**To be done**
Rescale the items from the start up to and including the line with "[0,279,637,427]", giving those lines again with the requests unchanged and every coordinate in the answers multiplied by 0.4 and rounded to a whole number, halves up. Give only those lines.

**Information given**

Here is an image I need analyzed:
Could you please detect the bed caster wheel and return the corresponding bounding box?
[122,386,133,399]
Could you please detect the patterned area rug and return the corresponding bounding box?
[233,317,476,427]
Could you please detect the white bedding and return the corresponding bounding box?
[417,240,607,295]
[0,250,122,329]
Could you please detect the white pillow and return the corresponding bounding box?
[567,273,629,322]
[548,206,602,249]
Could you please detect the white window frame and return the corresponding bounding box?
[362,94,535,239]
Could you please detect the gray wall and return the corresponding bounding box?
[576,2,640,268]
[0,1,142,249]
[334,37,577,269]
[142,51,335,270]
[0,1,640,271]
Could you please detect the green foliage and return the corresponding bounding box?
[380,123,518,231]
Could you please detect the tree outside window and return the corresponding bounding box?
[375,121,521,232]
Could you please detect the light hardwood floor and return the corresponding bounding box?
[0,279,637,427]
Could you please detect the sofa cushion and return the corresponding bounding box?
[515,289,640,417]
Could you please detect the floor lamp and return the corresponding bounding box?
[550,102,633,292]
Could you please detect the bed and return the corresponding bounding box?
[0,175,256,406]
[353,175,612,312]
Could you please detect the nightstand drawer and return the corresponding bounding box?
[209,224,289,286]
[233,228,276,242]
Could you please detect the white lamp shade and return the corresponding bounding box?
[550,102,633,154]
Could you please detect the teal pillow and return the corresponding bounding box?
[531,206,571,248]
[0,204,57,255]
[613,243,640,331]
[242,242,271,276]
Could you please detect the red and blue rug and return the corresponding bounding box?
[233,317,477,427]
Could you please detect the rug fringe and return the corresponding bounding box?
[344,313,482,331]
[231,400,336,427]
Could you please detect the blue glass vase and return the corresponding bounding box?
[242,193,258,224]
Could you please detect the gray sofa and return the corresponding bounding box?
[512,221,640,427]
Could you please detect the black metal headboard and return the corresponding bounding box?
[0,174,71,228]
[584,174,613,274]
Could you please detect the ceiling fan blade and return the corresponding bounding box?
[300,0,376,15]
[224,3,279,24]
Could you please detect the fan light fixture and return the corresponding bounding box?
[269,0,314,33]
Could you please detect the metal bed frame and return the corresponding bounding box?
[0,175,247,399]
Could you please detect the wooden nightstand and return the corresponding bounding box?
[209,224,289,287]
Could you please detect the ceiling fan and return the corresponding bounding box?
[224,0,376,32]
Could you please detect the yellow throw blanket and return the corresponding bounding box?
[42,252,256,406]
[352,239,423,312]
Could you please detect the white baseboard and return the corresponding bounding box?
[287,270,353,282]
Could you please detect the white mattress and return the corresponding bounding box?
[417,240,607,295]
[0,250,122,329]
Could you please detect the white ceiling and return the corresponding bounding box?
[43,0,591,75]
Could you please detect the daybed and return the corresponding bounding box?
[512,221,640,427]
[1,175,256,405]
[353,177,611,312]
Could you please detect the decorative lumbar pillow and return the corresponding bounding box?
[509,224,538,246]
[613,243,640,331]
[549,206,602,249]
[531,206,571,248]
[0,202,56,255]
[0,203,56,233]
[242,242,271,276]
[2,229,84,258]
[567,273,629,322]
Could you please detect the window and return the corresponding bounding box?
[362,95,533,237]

**Solution to this task**
Here is an image I need analyzed:
Could you please detect the bed caster wheel and return the corresponding bounding box?
[49,154,53,160]
Could you please detect the patterned area rug and return the corresponding bounding box?
[93,127,190,171]
Could you please detect the white bedding and return the corresponding bounding box?
[167,96,243,118]
[0,100,49,132]
Could you please detect the white pillow and return the corresponding bounding box?
[227,109,252,129]
[219,82,241,100]
Could you please detect the white window frame and return the corresponding bounding box?
[145,38,214,96]
Could you please detect the gray wall and return the corresponding bounding box?
[230,1,256,107]
[0,0,57,100]
[134,15,231,108]
[57,20,134,108]
[0,0,256,108]
Could you please detect the green foliage and return the corresponding bounding box?
[152,49,207,92]
Could you please detect the tree outside window and return the corresponding bounding box?
[150,48,208,93]
Could you please detect the light hardwood floor and return the corresponding bounding box?
[0,112,255,171]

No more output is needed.